• [Prompt 1]: In the Procurator Observability page, into what are metrics, traces, and system health indicators aggregated?
• [Prompt 2]: From the Procurator Observability page, write out the passage that begins at the words "Observability is distinct" and stops after the words "are the bottlenecks.".
• [Prompt 3]: Resume the Procurator Observability page after its last sentence.

• [Passage to read]:
Administration

Observability

Observability gives platform operators a real-time health and performance view of the entire Procurator deployment. Metrics, traces, and system health indicators are aggregated into a single operational dashboard — and can be exported to your existing monitoring stack for centralized alerting.

Overview

Running AI agents in production introduces operational challenges that traditional monitoring tools weren't designed for: model latency variability, token budget saturation, MCP server connectivity, multi-step workflow execution, and cross-agent communication. Procurator's Observability module is built for these patterns.

Observability is distinct from the audit-focused Security module. Where Security focuses on who did what and was it authorized, Observability focuses on how is the system performing and where are the bottlenecks.

• [Data extract]:
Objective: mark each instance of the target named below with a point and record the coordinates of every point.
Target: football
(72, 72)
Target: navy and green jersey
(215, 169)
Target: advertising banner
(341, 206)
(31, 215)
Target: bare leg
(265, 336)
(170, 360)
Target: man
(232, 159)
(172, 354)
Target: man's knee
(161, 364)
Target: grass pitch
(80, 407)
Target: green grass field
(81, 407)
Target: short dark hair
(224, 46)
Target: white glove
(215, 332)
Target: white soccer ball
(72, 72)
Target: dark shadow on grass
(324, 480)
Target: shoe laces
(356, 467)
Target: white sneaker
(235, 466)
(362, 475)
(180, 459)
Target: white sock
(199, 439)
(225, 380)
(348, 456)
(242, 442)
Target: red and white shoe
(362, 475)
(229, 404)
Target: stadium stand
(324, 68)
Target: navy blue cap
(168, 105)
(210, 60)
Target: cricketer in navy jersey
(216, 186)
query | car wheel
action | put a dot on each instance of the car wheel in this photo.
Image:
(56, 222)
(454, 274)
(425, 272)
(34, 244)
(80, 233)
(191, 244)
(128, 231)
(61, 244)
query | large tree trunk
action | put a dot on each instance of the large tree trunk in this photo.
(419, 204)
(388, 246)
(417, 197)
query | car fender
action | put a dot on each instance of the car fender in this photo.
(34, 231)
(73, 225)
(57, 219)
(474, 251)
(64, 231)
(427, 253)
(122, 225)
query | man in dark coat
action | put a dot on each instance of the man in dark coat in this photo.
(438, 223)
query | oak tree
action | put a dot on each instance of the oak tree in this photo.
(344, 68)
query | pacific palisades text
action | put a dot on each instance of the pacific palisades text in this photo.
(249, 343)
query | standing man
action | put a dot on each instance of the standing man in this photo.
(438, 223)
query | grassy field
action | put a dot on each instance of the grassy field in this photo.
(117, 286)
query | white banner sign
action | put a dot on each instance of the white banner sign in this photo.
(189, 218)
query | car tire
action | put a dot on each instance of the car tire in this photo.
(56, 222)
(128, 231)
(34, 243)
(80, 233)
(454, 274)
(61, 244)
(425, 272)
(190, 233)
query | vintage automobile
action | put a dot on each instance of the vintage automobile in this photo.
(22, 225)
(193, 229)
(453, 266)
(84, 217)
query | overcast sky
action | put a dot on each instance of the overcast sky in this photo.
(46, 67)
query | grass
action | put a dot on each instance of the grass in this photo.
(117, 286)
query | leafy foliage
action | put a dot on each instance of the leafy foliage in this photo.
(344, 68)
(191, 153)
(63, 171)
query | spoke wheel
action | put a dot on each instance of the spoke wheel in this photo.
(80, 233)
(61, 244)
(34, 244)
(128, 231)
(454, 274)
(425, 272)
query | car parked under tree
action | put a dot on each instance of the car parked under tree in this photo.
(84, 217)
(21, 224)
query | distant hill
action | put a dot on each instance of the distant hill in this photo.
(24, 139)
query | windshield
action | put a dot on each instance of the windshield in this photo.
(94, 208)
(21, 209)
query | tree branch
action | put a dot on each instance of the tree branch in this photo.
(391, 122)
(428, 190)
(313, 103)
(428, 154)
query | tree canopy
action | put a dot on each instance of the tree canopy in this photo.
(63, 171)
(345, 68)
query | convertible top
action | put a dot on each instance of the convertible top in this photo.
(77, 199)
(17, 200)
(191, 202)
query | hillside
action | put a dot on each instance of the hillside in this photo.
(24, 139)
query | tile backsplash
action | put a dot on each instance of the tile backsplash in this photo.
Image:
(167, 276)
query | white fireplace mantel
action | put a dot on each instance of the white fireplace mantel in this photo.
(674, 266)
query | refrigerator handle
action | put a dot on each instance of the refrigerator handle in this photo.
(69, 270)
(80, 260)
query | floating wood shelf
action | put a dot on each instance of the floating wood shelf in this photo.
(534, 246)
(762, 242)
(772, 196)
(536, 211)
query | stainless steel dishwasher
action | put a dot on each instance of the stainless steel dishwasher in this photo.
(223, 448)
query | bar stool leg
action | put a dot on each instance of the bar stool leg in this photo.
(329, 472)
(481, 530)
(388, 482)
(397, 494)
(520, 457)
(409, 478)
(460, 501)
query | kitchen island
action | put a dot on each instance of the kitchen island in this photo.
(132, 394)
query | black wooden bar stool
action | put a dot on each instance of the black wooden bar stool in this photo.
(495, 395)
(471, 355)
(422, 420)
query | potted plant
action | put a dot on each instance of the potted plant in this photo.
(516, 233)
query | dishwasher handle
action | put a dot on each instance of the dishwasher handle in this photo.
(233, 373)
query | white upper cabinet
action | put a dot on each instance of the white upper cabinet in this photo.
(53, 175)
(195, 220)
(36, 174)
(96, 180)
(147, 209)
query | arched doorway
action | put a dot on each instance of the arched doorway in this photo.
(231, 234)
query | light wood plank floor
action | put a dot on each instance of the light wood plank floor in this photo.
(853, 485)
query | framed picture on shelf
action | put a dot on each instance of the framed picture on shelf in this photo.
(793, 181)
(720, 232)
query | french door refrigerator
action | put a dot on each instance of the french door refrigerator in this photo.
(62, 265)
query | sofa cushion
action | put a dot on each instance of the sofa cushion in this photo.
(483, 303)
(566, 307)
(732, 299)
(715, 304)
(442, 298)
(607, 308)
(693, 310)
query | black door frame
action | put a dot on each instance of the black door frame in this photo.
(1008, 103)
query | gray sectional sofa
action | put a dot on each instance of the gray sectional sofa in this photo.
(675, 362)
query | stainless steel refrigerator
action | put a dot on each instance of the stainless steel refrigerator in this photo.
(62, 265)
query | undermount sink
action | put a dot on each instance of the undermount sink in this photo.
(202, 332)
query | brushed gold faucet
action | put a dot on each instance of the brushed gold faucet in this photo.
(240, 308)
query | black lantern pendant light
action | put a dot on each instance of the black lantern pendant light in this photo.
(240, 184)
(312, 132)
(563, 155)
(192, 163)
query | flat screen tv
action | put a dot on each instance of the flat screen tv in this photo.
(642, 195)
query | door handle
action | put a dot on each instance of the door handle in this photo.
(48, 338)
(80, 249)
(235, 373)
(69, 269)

• [Exercise result 1]: A single operational dashboard.

• [Exercise result 2]:
Observability is distinct from the audit-focused Security module. Where Security focuses on who did what and was it authorized, Observability focuses on how is the system performing and where are the bottlenecks.

• [Exercise result 3]:
Complements, doesn't replace your APM

Procurator's built-in dashboards give you immediate visibility without configuration. For teams with existing Grafana, Datadog, or Prometheus stacks, all metrics are exportable via standard protocols so you can consolidate AI platform observability alongside your other services.

Control Panel

The screenshot below shows the live Procurator administration interface for this feature.

app.operativus.ai/procurator/observability
Procurator observability administration interface

Observability — metrics, traces, and health dashboards for the entire platform.

The Three Pillars

📊

Metrics

Time-series numeric measurements: request rates, latency percentiles, token throughput, error rates, queue depths, budget saturation. Aggregated and stored for trend analysis.

🔗

Traces

Distributed traces that follow a single request through the entire Procurator stack — from API ingress through model call through tool invocations to final response delivery.

📋

Logs

Structured platform-level logs from all Procurator services — separate from session message content. Includes framework errors, connection events, and slow query warnings.

Key Capabilities

📡

Real-Time Dashboard

Live operational metrics updated every 15 seconds. See active sessions, model call rates, p50/p95/p99 latency, and error rates without refreshing.

🤖

Per-Agent Performance

Drill into any agent to see its request rate, average session duration, token throughput, error rate, and budget saturation trend over time.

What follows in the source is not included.